* [TASK ITEM]:
Give the entries again, exactly as written.

* [DATA SHOWN]:
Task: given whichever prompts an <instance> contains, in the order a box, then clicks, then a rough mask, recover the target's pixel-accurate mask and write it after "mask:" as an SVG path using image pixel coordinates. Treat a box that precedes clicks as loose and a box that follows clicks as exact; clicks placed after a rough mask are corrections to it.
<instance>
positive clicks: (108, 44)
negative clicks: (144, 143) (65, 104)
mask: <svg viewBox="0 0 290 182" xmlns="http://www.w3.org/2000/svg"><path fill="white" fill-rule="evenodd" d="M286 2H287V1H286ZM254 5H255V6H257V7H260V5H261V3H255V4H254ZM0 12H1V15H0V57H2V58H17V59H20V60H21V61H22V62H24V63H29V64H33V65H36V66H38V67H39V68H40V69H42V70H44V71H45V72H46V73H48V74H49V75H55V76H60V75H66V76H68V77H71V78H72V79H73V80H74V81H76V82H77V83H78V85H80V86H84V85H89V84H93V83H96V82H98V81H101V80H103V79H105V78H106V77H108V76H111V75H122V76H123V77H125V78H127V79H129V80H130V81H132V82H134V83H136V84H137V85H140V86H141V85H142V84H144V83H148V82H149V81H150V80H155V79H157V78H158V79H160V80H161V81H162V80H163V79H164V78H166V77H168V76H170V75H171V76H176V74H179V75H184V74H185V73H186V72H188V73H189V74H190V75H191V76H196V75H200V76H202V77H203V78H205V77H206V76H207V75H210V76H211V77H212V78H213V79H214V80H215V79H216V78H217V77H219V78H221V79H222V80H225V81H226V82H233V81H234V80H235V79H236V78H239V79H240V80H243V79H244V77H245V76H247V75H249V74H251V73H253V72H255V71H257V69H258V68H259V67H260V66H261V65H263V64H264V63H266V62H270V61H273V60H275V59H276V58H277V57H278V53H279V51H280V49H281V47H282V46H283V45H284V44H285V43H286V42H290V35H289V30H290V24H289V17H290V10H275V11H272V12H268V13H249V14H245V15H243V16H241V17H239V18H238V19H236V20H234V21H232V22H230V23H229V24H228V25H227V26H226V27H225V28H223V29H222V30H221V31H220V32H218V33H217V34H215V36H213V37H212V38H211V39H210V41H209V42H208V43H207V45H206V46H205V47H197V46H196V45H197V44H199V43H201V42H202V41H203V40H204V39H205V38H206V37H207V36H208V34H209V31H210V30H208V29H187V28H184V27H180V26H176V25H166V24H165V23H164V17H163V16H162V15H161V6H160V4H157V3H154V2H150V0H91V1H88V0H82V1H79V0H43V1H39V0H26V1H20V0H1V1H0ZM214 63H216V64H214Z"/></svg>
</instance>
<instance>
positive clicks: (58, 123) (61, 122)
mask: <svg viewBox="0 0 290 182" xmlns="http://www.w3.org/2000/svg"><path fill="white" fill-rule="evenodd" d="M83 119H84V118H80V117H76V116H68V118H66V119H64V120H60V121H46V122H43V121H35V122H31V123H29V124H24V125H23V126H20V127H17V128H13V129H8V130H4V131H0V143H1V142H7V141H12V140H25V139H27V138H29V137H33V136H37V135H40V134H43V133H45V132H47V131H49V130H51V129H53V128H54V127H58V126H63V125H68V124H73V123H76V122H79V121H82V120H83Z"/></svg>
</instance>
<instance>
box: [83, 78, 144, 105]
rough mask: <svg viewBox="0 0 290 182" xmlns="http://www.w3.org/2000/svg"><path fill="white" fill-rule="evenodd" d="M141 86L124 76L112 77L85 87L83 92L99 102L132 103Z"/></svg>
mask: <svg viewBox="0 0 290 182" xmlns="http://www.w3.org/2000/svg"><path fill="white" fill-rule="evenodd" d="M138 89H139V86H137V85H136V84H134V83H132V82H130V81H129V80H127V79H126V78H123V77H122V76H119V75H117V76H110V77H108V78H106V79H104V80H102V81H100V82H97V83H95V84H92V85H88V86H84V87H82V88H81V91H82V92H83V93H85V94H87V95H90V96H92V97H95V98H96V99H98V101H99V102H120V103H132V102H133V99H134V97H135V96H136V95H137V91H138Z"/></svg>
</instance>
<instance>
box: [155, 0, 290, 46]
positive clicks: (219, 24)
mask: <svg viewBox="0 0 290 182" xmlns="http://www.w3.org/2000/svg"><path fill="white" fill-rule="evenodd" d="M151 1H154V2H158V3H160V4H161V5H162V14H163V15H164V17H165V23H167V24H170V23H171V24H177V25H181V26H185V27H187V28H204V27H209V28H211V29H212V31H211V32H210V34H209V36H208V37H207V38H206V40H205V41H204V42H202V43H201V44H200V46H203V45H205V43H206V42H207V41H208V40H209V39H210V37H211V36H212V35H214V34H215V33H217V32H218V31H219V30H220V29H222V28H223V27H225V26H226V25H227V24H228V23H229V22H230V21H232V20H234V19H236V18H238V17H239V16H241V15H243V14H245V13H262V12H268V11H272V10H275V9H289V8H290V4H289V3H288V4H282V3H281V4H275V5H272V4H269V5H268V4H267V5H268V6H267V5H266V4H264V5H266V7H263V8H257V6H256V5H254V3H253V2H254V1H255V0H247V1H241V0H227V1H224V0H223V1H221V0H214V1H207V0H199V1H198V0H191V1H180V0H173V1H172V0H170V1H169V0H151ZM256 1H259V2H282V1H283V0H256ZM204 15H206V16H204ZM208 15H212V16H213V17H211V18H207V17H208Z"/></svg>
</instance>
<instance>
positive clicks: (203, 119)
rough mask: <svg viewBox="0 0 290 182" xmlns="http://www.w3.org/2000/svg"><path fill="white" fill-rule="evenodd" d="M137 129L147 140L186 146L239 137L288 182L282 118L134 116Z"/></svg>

* [ANSWER]:
Task: given whichever prompts an <instance> contains, in the order a box, then clicks, then a rough mask, recover the target's pixel-accurate mask and write it after "mask:" as an SVG path using image pixel coordinates. Treat a box that precedes clicks as loose and a box that follows clicks as exact; clicks placed after a rough mask are corrections to it.
<instance>
positive clicks: (108, 44)
negative clicks: (144, 143) (65, 104)
mask: <svg viewBox="0 0 290 182" xmlns="http://www.w3.org/2000/svg"><path fill="white" fill-rule="evenodd" d="M286 2H287V1H286ZM254 5H255V6H257V7H260V5H261V3H255V4H254ZM0 12H1V15H0V57H2V58H17V59H20V60H21V61H22V62H24V63H29V64H33V65H36V66H38V67H39V68H40V69H42V70H44V71H45V72H46V73H48V74H49V75H55V76H60V75H66V76H68V77H71V78H72V79H73V80H74V81H76V82H77V83H78V85H80V86H84V85H89V84H93V83H96V82H98V81H101V80H103V79H105V78H106V77H108V76H111V75H122V76H123V77H125V78H127V79H129V80H130V81H132V82H134V83H136V84H137V85H140V86H141V85H142V84H144V83H148V82H149V81H150V80H155V79H157V78H158V79H160V80H161V81H162V80H163V79H164V78H166V77H168V76H170V75H171V76H176V74H179V75H184V74H185V73H186V72H188V73H189V74H190V75H191V76H196V75H200V76H202V77H203V78H205V77H206V76H207V75H210V76H211V77H212V78H213V79H214V80H215V79H216V78H217V77H219V78H221V79H222V80H225V81H226V82H233V81H234V80H235V79H236V78H239V79H240V80H243V79H244V77H245V76H247V75H249V74H251V73H253V72H255V71H257V69H258V68H259V67H260V66H261V65H263V64H264V63H266V62H270V61H273V60H275V59H276V58H277V57H278V53H279V51H280V49H281V47H282V46H283V45H284V44H285V43H286V42H290V35H289V30H290V24H289V17H290V10H275V11H272V12H268V13H249V14H245V15H243V16H241V17H239V18H238V19H236V20H234V21H232V22H230V23H229V24H228V25H227V26H226V27H225V28H223V29H222V30H221V31H220V32H218V33H217V34H215V36H213V37H212V38H211V39H210V41H209V42H208V43H207V45H206V46H205V47H197V46H196V45H197V44H199V43H201V42H202V41H203V40H204V39H205V38H206V37H207V36H208V34H209V31H210V30H208V29H187V28H184V27H180V26H176V25H166V24H165V23H164V17H163V16H162V15H161V6H160V4H157V3H154V2H150V0H91V1H88V0H82V1H79V0H43V1H39V0H26V1H20V0H1V1H0ZM214 63H216V64H214Z"/></svg>
</instance>
<instance>
positive clicks: (58, 123) (61, 122)
mask: <svg viewBox="0 0 290 182" xmlns="http://www.w3.org/2000/svg"><path fill="white" fill-rule="evenodd" d="M83 119H84V118H80V117H76V116H68V118H66V119H64V120H60V121H46V122H43V121H35V122H31V123H29V124H24V125H23V126H20V127H17V128H13V129H8V130H4V131H0V143H1V142H7V141H12V140H25V139H27V138H29V137H33V136H37V135H40V134H43V133H45V132H47V131H49V130H51V129H53V128H54V127H58V126H63V125H68V124H73V123H76V122H79V121H82V120H83Z"/></svg>
</instance>
<instance>
box: [83, 78, 144, 105]
rough mask: <svg viewBox="0 0 290 182" xmlns="http://www.w3.org/2000/svg"><path fill="white" fill-rule="evenodd" d="M141 86L124 76L112 77L85 87L83 92L99 102L132 103Z"/></svg>
mask: <svg viewBox="0 0 290 182" xmlns="http://www.w3.org/2000/svg"><path fill="white" fill-rule="evenodd" d="M138 89H139V86H137V85H136V84H134V83H132V82H130V81H129V80H127V79H126V78H123V77H122V76H119V75H117V76H110V77H108V78H106V79H104V80H102V81H100V82H97V83H95V84H92V85H88V86H84V87H82V88H81V91H82V92H83V93H85V94H87V95H90V96H92V97H95V98H96V99H98V101H99V102H120V103H132V102H133V99H134V97H135V96H136V95H137V91H138Z"/></svg>
</instance>
<instance>
box: [155, 0, 290, 46]
positive clicks: (219, 24)
mask: <svg viewBox="0 0 290 182" xmlns="http://www.w3.org/2000/svg"><path fill="white" fill-rule="evenodd" d="M151 1H154V2H158V3H160V4H161V5H162V14H163V15H164V17H165V23H167V24H170V23H171V24H177V25H181V26H185V27H187V28H204V27H209V28H211V29H212V31H211V32H210V34H209V36H208V37H207V38H206V40H205V41H204V42H202V43H201V44H200V46H203V45H205V43H206V42H207V41H208V40H209V39H210V37H211V36H212V35H214V34H215V33H217V32H218V31H219V30H220V29H222V28H223V27H225V26H226V25H227V24H228V23H229V22H230V21H232V20H234V19H236V18H238V17H239V16H241V15H243V14H245V13H262V12H268V11H272V10H275V9H289V8H290V4H289V3H288V4H282V3H281V4H275V5H272V4H269V5H268V4H267V5H268V6H267V5H266V4H264V5H266V7H263V8H257V6H256V5H254V3H253V2H254V1H255V0H247V1H241V0H227V1H224V0H223V1H221V0H214V1H207V0H199V1H198V0H191V1H180V0H173V1H172V0H170V1H169V0H151ZM256 1H259V2H282V1H283V0H256ZM204 15H206V16H204ZM208 15H212V16H213V17H211V18H207V17H208Z"/></svg>
</instance>
<instance>
positive clicks: (203, 119)
rough mask: <svg viewBox="0 0 290 182" xmlns="http://www.w3.org/2000/svg"><path fill="white" fill-rule="evenodd" d="M137 129L147 140L186 146L239 137L288 182L282 118L134 116Z"/></svg>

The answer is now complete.